Assigned task 1
List every TV and magazine outlet that the ReadingsByKaren profile names as having featured Hollis's services.
Assigned task 2
Pick up the ReadingsByKaren profile after its final sentence and write a continuation.
++++ Excerpted text
Led by this trust in a higher power, Hollis launched ReadingsByKaren in 2001 out of her home in Newington. ReadingsByKaren has since moved to a multi-use commercial building in the town composed of long corridors lined with standard office spaces—one of which houses a room of tarot cards and year-round Halloween lights. Entering its third decade in business, ReadingsByKaren provides in-person psychic readings and mediumship, couple’s readings, and tarot reading workshops. Hollis’s services—ranging from $150 to $350 in price—gained international recognition from TV and magazine features, including on News8, Discovery Channel, OMTimes, and LIFE. In her work, Hollis warns women about cheating husbands, advises college students which academic path is best aligned with their morals, and comforts families whose children have passed away. Gulping sparkling cider and crossing her legs as she sits on a distressed leather couch, Hollis reflects, “What I’m doing here is changing lives. I can be the conduit between a higher source—whatever you want to call it—and some person.”
++++++++
++++ Extracted material
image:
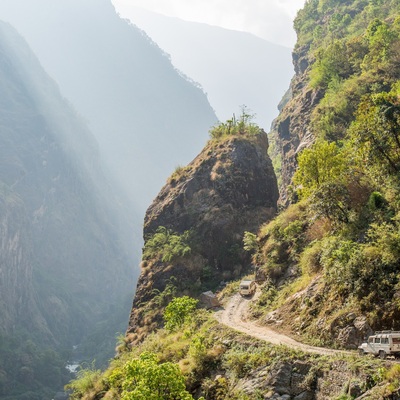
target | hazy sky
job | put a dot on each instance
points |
(269, 19)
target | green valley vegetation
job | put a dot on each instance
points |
(330, 259)
(341, 233)
(242, 126)
(205, 360)
(166, 245)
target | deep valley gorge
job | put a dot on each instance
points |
(308, 212)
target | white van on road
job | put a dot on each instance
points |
(247, 288)
(382, 344)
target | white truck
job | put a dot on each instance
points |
(382, 344)
(247, 288)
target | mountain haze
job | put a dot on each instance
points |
(66, 252)
(234, 68)
(123, 85)
(326, 268)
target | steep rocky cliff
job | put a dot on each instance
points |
(123, 84)
(65, 263)
(291, 132)
(229, 188)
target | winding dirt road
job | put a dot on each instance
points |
(234, 316)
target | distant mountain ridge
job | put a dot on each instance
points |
(139, 108)
(234, 68)
(66, 259)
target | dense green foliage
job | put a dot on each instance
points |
(179, 312)
(242, 126)
(345, 227)
(144, 378)
(166, 245)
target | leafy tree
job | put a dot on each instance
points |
(179, 312)
(242, 126)
(376, 133)
(166, 245)
(321, 164)
(144, 378)
(250, 242)
(331, 200)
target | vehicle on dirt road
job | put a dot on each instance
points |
(382, 344)
(247, 288)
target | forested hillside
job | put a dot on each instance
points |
(328, 265)
(341, 231)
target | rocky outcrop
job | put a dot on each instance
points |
(291, 131)
(62, 258)
(228, 189)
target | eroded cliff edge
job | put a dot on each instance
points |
(229, 188)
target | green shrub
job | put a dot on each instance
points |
(166, 245)
(232, 127)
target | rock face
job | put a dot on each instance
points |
(228, 189)
(138, 106)
(63, 260)
(291, 130)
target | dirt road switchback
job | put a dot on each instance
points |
(234, 315)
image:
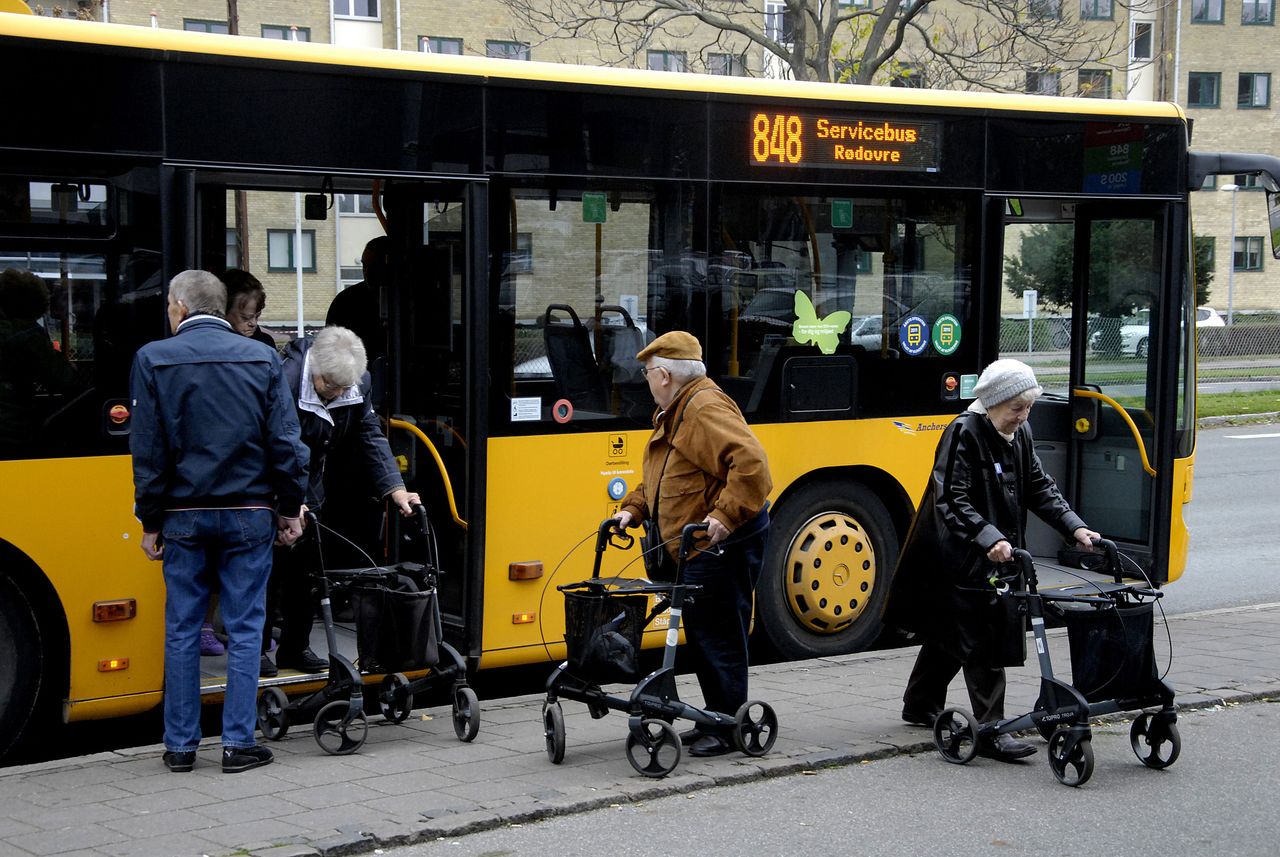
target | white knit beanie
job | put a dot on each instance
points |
(1002, 380)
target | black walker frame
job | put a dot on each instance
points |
(652, 745)
(1063, 711)
(339, 724)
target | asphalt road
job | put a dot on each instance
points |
(1217, 798)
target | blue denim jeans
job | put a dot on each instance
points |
(236, 546)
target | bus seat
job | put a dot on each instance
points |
(572, 362)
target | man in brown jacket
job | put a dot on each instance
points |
(704, 466)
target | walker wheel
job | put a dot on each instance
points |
(1156, 743)
(393, 699)
(1072, 764)
(553, 729)
(337, 731)
(755, 728)
(273, 715)
(653, 748)
(955, 734)
(466, 714)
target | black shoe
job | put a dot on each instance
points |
(179, 762)
(920, 718)
(709, 745)
(1005, 748)
(691, 736)
(304, 661)
(242, 759)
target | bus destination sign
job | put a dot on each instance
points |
(800, 138)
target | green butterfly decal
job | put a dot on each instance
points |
(823, 333)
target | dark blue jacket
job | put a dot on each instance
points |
(356, 435)
(213, 425)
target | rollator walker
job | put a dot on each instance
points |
(1112, 659)
(603, 622)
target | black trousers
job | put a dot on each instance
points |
(718, 618)
(935, 668)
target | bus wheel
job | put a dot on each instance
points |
(831, 554)
(21, 663)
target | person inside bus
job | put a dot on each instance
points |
(703, 464)
(31, 369)
(246, 298)
(219, 473)
(986, 477)
(329, 380)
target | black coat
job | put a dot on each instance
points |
(978, 493)
(356, 435)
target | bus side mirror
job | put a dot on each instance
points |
(1274, 220)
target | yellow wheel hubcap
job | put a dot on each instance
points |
(830, 572)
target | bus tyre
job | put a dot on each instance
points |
(21, 664)
(831, 554)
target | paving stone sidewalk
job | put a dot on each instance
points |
(415, 780)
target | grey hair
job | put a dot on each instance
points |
(682, 371)
(200, 292)
(338, 354)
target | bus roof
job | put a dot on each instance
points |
(320, 53)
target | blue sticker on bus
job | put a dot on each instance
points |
(617, 487)
(913, 334)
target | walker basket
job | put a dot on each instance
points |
(1112, 654)
(602, 633)
(396, 626)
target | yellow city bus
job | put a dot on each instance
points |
(841, 252)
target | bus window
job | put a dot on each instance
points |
(585, 280)
(822, 275)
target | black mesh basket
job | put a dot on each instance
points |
(602, 632)
(396, 628)
(1112, 654)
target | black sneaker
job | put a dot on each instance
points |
(242, 759)
(179, 762)
(304, 661)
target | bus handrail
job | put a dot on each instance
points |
(439, 463)
(1124, 415)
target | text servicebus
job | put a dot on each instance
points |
(840, 251)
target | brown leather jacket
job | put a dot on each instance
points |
(700, 461)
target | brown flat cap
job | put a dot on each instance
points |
(675, 344)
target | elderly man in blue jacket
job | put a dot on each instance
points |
(219, 473)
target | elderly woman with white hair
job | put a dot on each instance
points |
(329, 380)
(986, 479)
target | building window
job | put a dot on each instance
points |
(1095, 83)
(279, 250)
(777, 23)
(1206, 12)
(1046, 9)
(1258, 12)
(726, 64)
(286, 33)
(1042, 82)
(355, 8)
(233, 248)
(1255, 91)
(356, 204)
(1139, 41)
(197, 26)
(440, 45)
(1248, 253)
(1203, 88)
(666, 60)
(506, 50)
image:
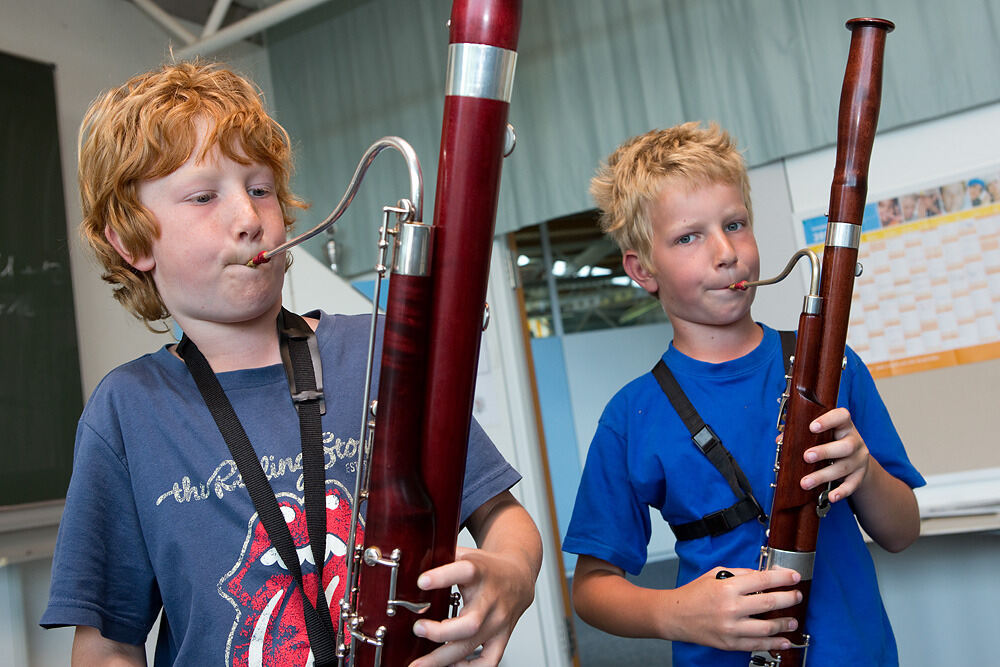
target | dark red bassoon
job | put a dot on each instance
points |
(822, 333)
(430, 353)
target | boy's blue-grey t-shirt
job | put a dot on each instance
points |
(156, 512)
(642, 457)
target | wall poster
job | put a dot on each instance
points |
(929, 294)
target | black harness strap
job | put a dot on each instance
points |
(746, 507)
(300, 356)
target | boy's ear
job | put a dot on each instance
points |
(143, 263)
(637, 272)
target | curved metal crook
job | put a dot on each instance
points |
(416, 193)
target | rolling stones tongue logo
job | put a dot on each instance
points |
(269, 629)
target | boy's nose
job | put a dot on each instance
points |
(247, 223)
(725, 252)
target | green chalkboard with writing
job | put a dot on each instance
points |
(40, 392)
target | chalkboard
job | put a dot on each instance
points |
(40, 391)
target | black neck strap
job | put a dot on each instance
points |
(300, 357)
(746, 507)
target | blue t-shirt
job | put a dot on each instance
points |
(157, 515)
(642, 456)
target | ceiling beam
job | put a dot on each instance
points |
(212, 39)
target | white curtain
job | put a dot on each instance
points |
(591, 73)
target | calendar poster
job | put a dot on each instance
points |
(929, 292)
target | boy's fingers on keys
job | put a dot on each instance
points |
(777, 578)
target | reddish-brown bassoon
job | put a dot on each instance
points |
(431, 349)
(822, 333)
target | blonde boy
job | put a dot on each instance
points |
(184, 177)
(677, 202)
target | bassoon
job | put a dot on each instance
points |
(414, 438)
(433, 325)
(822, 334)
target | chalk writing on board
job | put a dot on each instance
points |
(12, 273)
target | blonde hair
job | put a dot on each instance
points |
(146, 129)
(631, 178)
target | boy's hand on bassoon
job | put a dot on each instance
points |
(847, 455)
(720, 612)
(495, 592)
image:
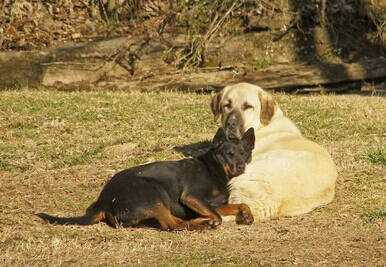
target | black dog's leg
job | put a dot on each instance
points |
(202, 208)
(241, 211)
(169, 222)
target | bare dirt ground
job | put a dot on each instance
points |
(58, 149)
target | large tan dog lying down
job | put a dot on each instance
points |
(289, 174)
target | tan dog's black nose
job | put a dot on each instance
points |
(232, 126)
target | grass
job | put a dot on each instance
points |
(58, 149)
(376, 156)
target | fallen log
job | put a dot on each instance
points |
(130, 63)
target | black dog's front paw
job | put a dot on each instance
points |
(244, 216)
(212, 223)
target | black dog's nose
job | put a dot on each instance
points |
(240, 168)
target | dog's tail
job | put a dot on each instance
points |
(93, 215)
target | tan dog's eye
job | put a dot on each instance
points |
(228, 106)
(247, 106)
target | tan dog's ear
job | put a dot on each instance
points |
(215, 105)
(267, 107)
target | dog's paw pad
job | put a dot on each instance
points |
(244, 217)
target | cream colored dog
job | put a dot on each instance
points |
(289, 174)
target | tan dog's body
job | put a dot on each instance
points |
(289, 174)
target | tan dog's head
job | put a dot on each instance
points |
(241, 106)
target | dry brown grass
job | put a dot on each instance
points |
(58, 149)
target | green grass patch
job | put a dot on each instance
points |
(377, 156)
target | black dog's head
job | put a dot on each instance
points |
(233, 154)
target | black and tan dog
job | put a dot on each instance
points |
(187, 194)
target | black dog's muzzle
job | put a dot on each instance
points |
(234, 125)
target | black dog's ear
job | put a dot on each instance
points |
(249, 139)
(219, 138)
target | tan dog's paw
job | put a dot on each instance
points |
(245, 215)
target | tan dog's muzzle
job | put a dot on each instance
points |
(234, 125)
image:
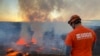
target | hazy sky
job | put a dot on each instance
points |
(48, 10)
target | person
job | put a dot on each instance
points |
(80, 40)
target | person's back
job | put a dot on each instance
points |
(80, 41)
(83, 39)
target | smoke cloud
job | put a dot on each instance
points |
(39, 10)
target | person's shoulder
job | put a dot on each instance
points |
(71, 33)
(89, 29)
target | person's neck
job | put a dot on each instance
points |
(78, 25)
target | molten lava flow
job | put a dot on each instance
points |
(54, 48)
(11, 52)
(34, 41)
(21, 41)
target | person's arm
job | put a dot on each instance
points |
(68, 50)
(94, 42)
(93, 46)
(68, 43)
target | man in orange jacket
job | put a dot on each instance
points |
(81, 40)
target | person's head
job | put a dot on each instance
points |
(74, 20)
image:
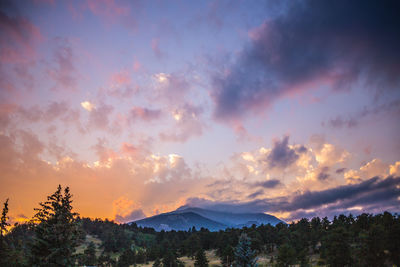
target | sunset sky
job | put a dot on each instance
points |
(291, 108)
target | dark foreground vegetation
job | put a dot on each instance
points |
(56, 236)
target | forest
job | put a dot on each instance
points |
(57, 236)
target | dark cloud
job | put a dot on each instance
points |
(133, 216)
(256, 194)
(341, 170)
(313, 42)
(282, 155)
(144, 114)
(352, 120)
(323, 175)
(373, 195)
(268, 184)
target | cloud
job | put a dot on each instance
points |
(352, 120)
(155, 45)
(312, 43)
(373, 168)
(126, 210)
(171, 88)
(144, 114)
(88, 105)
(268, 183)
(99, 116)
(187, 124)
(63, 71)
(282, 155)
(18, 36)
(366, 196)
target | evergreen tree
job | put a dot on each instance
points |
(90, 254)
(227, 256)
(244, 255)
(169, 259)
(56, 232)
(4, 248)
(201, 259)
(286, 255)
(4, 218)
(157, 263)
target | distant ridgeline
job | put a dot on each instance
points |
(185, 218)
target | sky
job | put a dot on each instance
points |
(290, 108)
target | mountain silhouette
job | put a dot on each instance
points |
(186, 217)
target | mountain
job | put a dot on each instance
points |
(179, 221)
(186, 217)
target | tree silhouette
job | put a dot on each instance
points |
(56, 231)
(201, 259)
(244, 255)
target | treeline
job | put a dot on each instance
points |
(51, 238)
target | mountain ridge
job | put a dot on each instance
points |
(186, 217)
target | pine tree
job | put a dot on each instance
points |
(157, 263)
(244, 255)
(90, 254)
(4, 247)
(227, 256)
(169, 259)
(4, 218)
(201, 259)
(56, 231)
(286, 255)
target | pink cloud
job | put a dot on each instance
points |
(121, 78)
(155, 45)
(107, 9)
(136, 66)
(129, 149)
(99, 117)
(64, 72)
(144, 114)
(18, 38)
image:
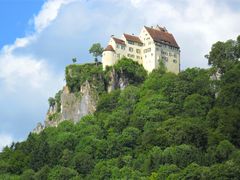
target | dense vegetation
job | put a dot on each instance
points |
(184, 126)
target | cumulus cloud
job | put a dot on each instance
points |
(5, 140)
(25, 79)
(31, 69)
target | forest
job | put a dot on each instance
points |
(161, 126)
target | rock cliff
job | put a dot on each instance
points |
(84, 84)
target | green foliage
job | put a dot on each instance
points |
(131, 70)
(161, 126)
(96, 50)
(224, 54)
(53, 116)
(76, 75)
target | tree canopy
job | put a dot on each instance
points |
(162, 126)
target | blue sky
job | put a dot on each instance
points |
(38, 38)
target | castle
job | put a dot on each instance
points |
(149, 48)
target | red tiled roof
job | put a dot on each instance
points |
(109, 48)
(119, 41)
(132, 38)
(162, 37)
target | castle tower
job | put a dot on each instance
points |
(108, 57)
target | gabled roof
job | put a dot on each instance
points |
(132, 38)
(119, 41)
(109, 48)
(162, 36)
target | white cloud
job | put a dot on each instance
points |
(27, 69)
(66, 28)
(48, 13)
(196, 25)
(5, 140)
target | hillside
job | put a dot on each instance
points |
(158, 126)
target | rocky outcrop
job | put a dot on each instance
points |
(117, 81)
(39, 128)
(76, 105)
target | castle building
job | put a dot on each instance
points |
(154, 44)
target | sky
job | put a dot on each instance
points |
(38, 38)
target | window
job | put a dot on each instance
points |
(130, 42)
(131, 55)
(165, 58)
(147, 50)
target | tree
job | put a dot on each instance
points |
(74, 60)
(96, 50)
(224, 54)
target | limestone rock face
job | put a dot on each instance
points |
(39, 128)
(117, 81)
(75, 106)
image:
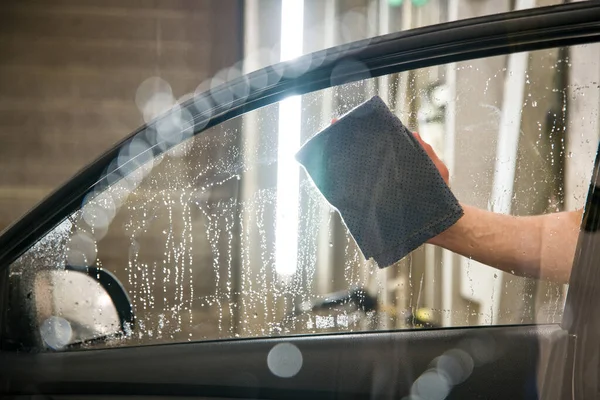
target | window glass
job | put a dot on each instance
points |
(195, 236)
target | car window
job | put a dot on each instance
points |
(224, 236)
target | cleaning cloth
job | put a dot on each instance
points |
(387, 190)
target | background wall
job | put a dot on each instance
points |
(69, 71)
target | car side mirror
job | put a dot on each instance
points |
(68, 308)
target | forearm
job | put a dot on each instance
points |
(539, 246)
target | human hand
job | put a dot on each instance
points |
(439, 164)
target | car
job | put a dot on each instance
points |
(166, 268)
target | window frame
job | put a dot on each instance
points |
(499, 34)
(528, 30)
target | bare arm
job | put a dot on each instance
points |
(541, 246)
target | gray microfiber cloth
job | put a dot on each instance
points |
(387, 190)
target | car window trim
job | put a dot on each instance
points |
(499, 34)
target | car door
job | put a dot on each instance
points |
(158, 271)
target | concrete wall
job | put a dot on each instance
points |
(69, 71)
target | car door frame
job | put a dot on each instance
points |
(526, 30)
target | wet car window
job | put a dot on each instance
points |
(225, 237)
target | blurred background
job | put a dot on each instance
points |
(78, 76)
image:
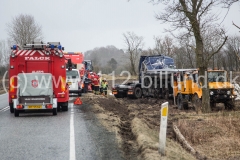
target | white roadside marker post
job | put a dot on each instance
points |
(163, 128)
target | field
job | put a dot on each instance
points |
(136, 123)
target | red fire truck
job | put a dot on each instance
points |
(37, 78)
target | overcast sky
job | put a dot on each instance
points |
(82, 25)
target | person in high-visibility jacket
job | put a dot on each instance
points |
(104, 86)
(96, 83)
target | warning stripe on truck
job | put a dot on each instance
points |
(27, 52)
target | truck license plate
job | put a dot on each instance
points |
(34, 107)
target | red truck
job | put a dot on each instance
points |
(37, 78)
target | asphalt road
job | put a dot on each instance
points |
(74, 135)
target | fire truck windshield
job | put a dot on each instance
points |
(216, 76)
(72, 74)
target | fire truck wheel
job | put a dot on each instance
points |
(54, 111)
(16, 113)
(212, 104)
(138, 92)
(11, 108)
(196, 101)
(229, 105)
(119, 95)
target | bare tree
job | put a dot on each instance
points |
(164, 46)
(4, 52)
(232, 50)
(134, 45)
(193, 17)
(23, 29)
(228, 3)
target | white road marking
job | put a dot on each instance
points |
(4, 109)
(72, 155)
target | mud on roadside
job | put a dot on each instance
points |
(136, 124)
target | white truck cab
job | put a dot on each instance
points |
(74, 81)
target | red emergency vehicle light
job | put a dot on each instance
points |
(49, 106)
(19, 106)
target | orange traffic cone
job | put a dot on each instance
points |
(78, 101)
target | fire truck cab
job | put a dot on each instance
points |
(37, 78)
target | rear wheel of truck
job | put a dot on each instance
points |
(137, 92)
(16, 113)
(197, 103)
(11, 108)
(119, 95)
(229, 105)
(181, 104)
(54, 111)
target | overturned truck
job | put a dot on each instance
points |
(159, 78)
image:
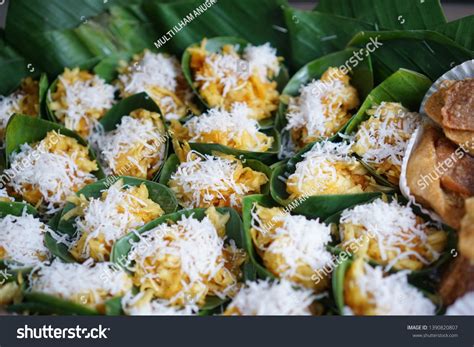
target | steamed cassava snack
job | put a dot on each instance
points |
(392, 234)
(439, 175)
(291, 247)
(214, 180)
(322, 107)
(185, 261)
(227, 77)
(264, 298)
(382, 140)
(329, 169)
(86, 284)
(234, 128)
(22, 241)
(136, 147)
(102, 221)
(80, 99)
(452, 107)
(58, 166)
(369, 291)
(161, 77)
(23, 101)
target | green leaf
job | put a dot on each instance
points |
(157, 193)
(389, 14)
(315, 34)
(461, 31)
(361, 79)
(234, 232)
(215, 45)
(426, 52)
(317, 206)
(25, 129)
(247, 205)
(256, 21)
(170, 166)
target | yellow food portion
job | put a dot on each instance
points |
(275, 263)
(142, 208)
(145, 159)
(348, 178)
(246, 142)
(169, 282)
(436, 241)
(181, 102)
(336, 107)
(59, 101)
(61, 144)
(261, 96)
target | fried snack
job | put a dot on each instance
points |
(439, 176)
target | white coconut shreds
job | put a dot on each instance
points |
(317, 106)
(8, 106)
(154, 69)
(128, 134)
(22, 239)
(55, 175)
(264, 298)
(318, 164)
(463, 306)
(234, 123)
(393, 295)
(196, 244)
(82, 97)
(386, 136)
(233, 71)
(393, 225)
(262, 60)
(67, 280)
(133, 307)
(209, 174)
(110, 218)
(299, 241)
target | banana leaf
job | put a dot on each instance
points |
(170, 166)
(215, 45)
(426, 52)
(247, 205)
(430, 271)
(80, 33)
(25, 129)
(267, 157)
(157, 192)
(338, 279)
(317, 206)
(388, 14)
(315, 34)
(461, 31)
(256, 21)
(361, 79)
(234, 232)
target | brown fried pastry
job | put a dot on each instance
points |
(439, 176)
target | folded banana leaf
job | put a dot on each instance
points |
(25, 129)
(66, 227)
(317, 206)
(361, 79)
(426, 52)
(80, 33)
(424, 275)
(190, 21)
(338, 279)
(388, 14)
(215, 45)
(170, 166)
(234, 232)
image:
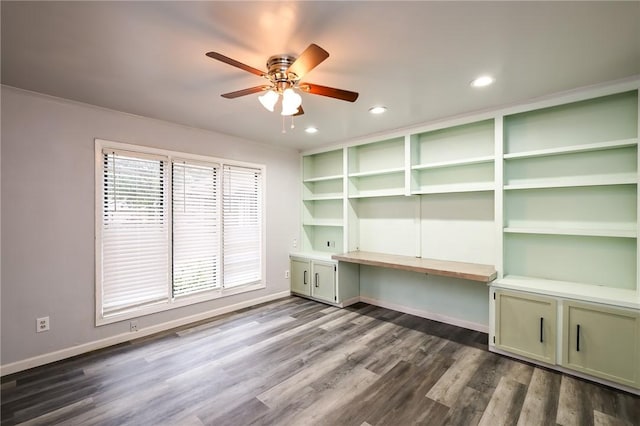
++++++++
Answer box 1
News8, Discovery Channel, OMTimes, LIFE

Answer box 2
Hollis unexpectedly—fatefully—fell in love just as her business was taking off. Mark Hollis was working at the NBC Nightly News broadcast in New York, miles away from Newington. Geographically, the probability of their meeting was low. Holis was arriving in the city for an interview with the New York Times as Mark was commuting home after a night’s work at NBC. Cue a mistletoe moment: Hollis and Mark stumbled into each other under the clock at Grand Central Station. 

It took a few months of dating for Hollis to reveal her secret. “I have a side business where I help people out by giving them messages from the dead.” She watched as Mark’s face dropped; she readied herself for him to sprint off into the woods. His response: “That’s really cool. My father is in a similar line of work”—as the chief financial officer for the Emissaries of Divine Light, a spiritual renewal community. 

If Hollis’s stories are true, her daughter might be a reincarnation of her dead brother, her marriage might be a manifestation of God’s work, and her readings might in fact be reliable. If I sound skeptical, it’s because I am. That is, I was, until I walked into Hollis’s office, just as she had unsuspectingly entered Randolph’s New Age Psychic shop years ago. Hollis wore multicolored athletic leggings and a brown cotton cardigan. She gestured to me to join her in a candle-lit suite while she sprayed room fragrance to conceal the residual smell of cigarettes.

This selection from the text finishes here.